__TO DO__
The expected result is every line of the records, printed exactly.
++++
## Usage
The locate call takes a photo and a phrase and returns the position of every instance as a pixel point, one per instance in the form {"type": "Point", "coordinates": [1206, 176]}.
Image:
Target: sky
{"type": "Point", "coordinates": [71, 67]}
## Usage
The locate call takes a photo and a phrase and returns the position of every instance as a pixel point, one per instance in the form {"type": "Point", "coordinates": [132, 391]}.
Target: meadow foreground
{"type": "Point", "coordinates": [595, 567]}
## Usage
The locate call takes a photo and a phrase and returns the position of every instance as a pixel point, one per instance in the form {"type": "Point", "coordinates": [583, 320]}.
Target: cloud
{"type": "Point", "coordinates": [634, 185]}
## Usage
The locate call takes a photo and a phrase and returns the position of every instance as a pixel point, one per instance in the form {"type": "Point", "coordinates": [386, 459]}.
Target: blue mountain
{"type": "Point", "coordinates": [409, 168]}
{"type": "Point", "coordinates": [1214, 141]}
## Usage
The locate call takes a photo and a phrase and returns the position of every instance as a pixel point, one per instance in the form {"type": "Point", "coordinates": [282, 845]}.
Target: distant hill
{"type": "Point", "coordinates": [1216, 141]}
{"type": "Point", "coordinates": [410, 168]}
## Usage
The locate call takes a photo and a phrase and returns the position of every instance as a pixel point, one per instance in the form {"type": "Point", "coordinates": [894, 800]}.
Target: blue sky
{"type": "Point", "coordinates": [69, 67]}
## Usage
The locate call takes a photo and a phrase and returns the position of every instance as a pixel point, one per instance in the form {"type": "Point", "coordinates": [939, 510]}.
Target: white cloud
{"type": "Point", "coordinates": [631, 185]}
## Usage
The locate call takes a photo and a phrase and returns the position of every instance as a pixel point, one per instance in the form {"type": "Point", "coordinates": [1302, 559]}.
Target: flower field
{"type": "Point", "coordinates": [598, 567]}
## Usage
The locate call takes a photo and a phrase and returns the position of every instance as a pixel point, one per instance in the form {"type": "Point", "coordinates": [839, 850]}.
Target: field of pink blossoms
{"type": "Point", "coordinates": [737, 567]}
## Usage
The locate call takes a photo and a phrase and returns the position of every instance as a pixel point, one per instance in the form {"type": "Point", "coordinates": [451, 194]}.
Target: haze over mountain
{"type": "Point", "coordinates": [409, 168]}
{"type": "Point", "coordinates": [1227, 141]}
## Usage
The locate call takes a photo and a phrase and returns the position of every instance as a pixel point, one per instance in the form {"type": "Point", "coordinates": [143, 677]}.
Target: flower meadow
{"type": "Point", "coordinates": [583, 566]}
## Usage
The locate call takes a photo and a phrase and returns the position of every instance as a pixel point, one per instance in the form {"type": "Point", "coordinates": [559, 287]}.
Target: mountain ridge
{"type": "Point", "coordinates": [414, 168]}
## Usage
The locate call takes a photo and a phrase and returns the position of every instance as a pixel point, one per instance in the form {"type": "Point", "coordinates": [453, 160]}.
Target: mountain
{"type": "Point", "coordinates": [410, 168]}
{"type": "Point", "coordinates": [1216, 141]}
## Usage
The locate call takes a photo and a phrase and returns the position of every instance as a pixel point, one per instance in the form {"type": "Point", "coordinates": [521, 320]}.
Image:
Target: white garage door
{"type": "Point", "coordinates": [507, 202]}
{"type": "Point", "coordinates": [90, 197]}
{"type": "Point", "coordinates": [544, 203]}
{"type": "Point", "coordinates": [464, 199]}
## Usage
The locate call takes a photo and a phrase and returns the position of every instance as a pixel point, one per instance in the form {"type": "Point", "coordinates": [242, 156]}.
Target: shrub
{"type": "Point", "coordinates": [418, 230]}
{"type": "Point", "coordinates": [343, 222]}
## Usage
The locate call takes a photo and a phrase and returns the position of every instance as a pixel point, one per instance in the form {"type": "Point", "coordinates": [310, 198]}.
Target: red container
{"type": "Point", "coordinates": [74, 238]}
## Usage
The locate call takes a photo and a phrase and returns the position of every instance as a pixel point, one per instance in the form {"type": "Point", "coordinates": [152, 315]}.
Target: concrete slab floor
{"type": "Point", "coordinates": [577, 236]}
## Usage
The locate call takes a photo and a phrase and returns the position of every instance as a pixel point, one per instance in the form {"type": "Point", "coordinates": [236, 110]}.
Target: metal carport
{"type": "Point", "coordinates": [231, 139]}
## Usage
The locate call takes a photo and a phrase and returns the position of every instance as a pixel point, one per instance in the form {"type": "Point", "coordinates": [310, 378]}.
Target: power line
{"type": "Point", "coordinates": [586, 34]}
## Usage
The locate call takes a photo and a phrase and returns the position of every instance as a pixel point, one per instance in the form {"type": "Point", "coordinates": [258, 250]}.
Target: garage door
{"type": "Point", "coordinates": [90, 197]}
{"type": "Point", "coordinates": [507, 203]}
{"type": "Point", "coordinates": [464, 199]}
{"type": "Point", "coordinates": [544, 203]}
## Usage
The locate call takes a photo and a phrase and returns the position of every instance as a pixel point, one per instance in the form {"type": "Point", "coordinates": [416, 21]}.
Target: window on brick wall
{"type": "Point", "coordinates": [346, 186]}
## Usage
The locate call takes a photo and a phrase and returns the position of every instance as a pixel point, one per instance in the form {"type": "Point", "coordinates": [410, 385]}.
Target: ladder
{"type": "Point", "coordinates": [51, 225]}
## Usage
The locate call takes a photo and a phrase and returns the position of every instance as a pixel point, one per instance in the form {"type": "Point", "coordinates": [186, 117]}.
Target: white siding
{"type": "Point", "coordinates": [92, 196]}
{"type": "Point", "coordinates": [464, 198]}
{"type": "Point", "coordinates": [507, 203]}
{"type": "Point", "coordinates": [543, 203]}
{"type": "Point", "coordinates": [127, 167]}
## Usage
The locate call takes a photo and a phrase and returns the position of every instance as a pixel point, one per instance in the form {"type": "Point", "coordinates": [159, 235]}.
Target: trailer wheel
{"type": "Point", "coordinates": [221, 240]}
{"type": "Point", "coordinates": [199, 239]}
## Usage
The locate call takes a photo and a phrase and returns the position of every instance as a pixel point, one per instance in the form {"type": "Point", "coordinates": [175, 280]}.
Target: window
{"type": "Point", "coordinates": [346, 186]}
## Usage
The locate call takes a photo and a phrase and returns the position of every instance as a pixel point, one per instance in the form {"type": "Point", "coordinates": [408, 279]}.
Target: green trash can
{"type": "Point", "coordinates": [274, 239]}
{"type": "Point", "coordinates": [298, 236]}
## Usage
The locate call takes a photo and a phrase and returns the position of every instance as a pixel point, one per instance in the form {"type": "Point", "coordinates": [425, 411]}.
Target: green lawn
++++
__OUTPUT BELOW__
## Usage
The locate call takes a photo and a phrase and returns the position of every instance as a pixel point, one per instance in the form {"type": "Point", "coordinates": [1206, 176]}.
Image:
Target: sky
{"type": "Point", "coordinates": [71, 67]}
## Usage
The locate call takes a photo and a phrase and returns the position of every instance as a pixel point, one per instance in the form {"type": "Point", "coordinates": [132, 391]}.
Target: meadow foreground
{"type": "Point", "coordinates": [595, 567]}
## Usage
The locate call takes a photo and a phrase and returns the position of every instance as a pixel point, one per instance in the form {"type": "Point", "coordinates": [583, 320]}.
Target: cloud
{"type": "Point", "coordinates": [634, 185]}
## Usage
The locate call takes a photo and a phrase and returns the position of every instance as a pixel point, one per instance in the form {"type": "Point", "coordinates": [386, 459]}.
Target: blue mountain
{"type": "Point", "coordinates": [409, 168]}
{"type": "Point", "coordinates": [1214, 141]}
## Usage
The locate call takes a photo and a phrase and returns the position of every instance as a pixel point, one per instance in the form {"type": "Point", "coordinates": [282, 845]}.
Target: distant hill
{"type": "Point", "coordinates": [1216, 141]}
{"type": "Point", "coordinates": [410, 168]}
## Usage
The locate call takes a photo and a phrase and returns the position of every instance as a pixel point, one per instance in the form {"type": "Point", "coordinates": [894, 800]}.
Target: blue sky
{"type": "Point", "coordinates": [69, 67]}
## Usage
The locate call takes a photo and a phrase and returns the position of every instance as a pixel point, one per instance in the form {"type": "Point", "coordinates": [939, 510]}.
Target: white cloud
{"type": "Point", "coordinates": [631, 185]}
## Usage
The locate call takes a photo and a phrase and returns the position of every instance as a pixel point, one per instance in the form {"type": "Point", "coordinates": [1302, 559]}.
Target: flower field
{"type": "Point", "coordinates": [598, 567]}
## Usage
The locate call takes a photo and a phrase and returns the position of every instance as a pixel point, one per instance in the form {"type": "Point", "coordinates": [839, 850]}.
Target: field of pink blossoms
{"type": "Point", "coordinates": [737, 567]}
## Usage
The locate call takes a photo and a phrase and returns the position of every instance as a pixel point, one per instance in the form {"type": "Point", "coordinates": [451, 194]}.
Target: haze over mountain
{"type": "Point", "coordinates": [409, 168]}
{"type": "Point", "coordinates": [1227, 141]}
## Usage
The locate call takes a photo and a phrase and returns the position of every instance as a pixel point, one per instance in the form {"type": "Point", "coordinates": [143, 677]}.
Target: flower meadow
{"type": "Point", "coordinates": [583, 566]}
## Usage
The locate call takes a photo and a phrase and returns the position of every instance as a pixel point, one per instance in the form {"type": "Point", "coordinates": [559, 287]}.
Target: mountain ridge
{"type": "Point", "coordinates": [414, 168]}
## Usage
The locate call takes a photo and a phrase and returns the position of every instance as a pixel point, one per instance in the form {"type": "Point", "coordinates": [453, 160]}.
Target: mountain
{"type": "Point", "coordinates": [410, 168]}
{"type": "Point", "coordinates": [1216, 141]}
## Usage
The locate call takes a photo and a phrase and returns the position of every instance as a pixel point, one per instance in the form {"type": "Point", "coordinates": [521, 320]}.
Image:
Target: white garage door
{"type": "Point", "coordinates": [507, 202]}
{"type": "Point", "coordinates": [90, 197]}
{"type": "Point", "coordinates": [544, 203]}
{"type": "Point", "coordinates": [464, 199]}
## Usage
The locate call takes a photo and a phrase and returns the position of every instance as a pixel point, one per instance in the form {"type": "Point", "coordinates": [242, 156]}.
Target: shrub
{"type": "Point", "coordinates": [418, 230]}
{"type": "Point", "coordinates": [343, 222]}
## Usage
The locate call takes a photo and a phrase and returns the position of every instance as a pixel point, one per instance in the form {"type": "Point", "coordinates": [310, 198]}.
Target: red container
{"type": "Point", "coordinates": [74, 238]}
## Usage
The locate call takes a photo and a phrase and returns the position of every instance as a pixel point, one per instance in the form {"type": "Point", "coordinates": [152, 315]}.
Target: concrete slab floor
{"type": "Point", "coordinates": [577, 236]}
## Usage
The locate call takes a photo and a phrase and returns the position of every instance as a pixel point, one per instance in the form {"type": "Point", "coordinates": [236, 110]}.
Target: metal carport
{"type": "Point", "coordinates": [231, 139]}
## Usage
The locate call takes a photo and a phrase and returns the position of every instance as a pixel point, one per instance in the form {"type": "Point", "coordinates": [310, 378]}.
Target: power line
{"type": "Point", "coordinates": [586, 34]}
## Usage
The locate call takes a photo and a phrase and returns the position of every instance as a pixel point, one per instance in the form {"type": "Point", "coordinates": [258, 250]}.
Target: garage door
{"type": "Point", "coordinates": [90, 197]}
{"type": "Point", "coordinates": [507, 203]}
{"type": "Point", "coordinates": [464, 199]}
{"type": "Point", "coordinates": [544, 203]}
## Usage
The locate call takes a photo and a phrase and returns the position of every instance as a pixel point, one per instance in the form {"type": "Point", "coordinates": [416, 21]}.
Target: window on brick wall
{"type": "Point", "coordinates": [346, 186]}
## Usage
The locate call takes a photo and a phrase and returns the position of every instance as a pixel point, one per instance in the form {"type": "Point", "coordinates": [410, 385]}.
Target: ladder
{"type": "Point", "coordinates": [51, 225]}
## Usage
The locate call takes a photo and a phrase and returns the position of every instance as a pixel point, one per instance in the form {"type": "Point", "coordinates": [186, 117]}.
Target: white siding
{"type": "Point", "coordinates": [92, 196]}
{"type": "Point", "coordinates": [464, 198]}
{"type": "Point", "coordinates": [507, 203]}
{"type": "Point", "coordinates": [543, 203]}
{"type": "Point", "coordinates": [127, 167]}
## Usage
The locate call takes a photo and a phrase and returns the position of every instance as a pixel point, one per instance in the form {"type": "Point", "coordinates": [159, 235]}.
Target: trailer wheel
{"type": "Point", "coordinates": [221, 240]}
{"type": "Point", "coordinates": [199, 239]}
## Usage
The locate call takes a photo and a phrase and returns the position of every instance as a pixel point, one per instance in the form {"type": "Point", "coordinates": [175, 280]}.
Target: window
{"type": "Point", "coordinates": [346, 186]}
## Usage
The locate call takes a photo and a phrase and returns the position of every instance as a pixel point, one per instance in the form {"type": "Point", "coordinates": [408, 279]}.
Target: green trash can
{"type": "Point", "coordinates": [274, 239]}
{"type": "Point", "coordinates": [298, 236]}
## Usage
The locate call takes a photo and a phrase and returns the position of every instance as a pixel point, one per instance in the form {"type": "Point", "coordinates": [425, 411]}.
Target: green lawn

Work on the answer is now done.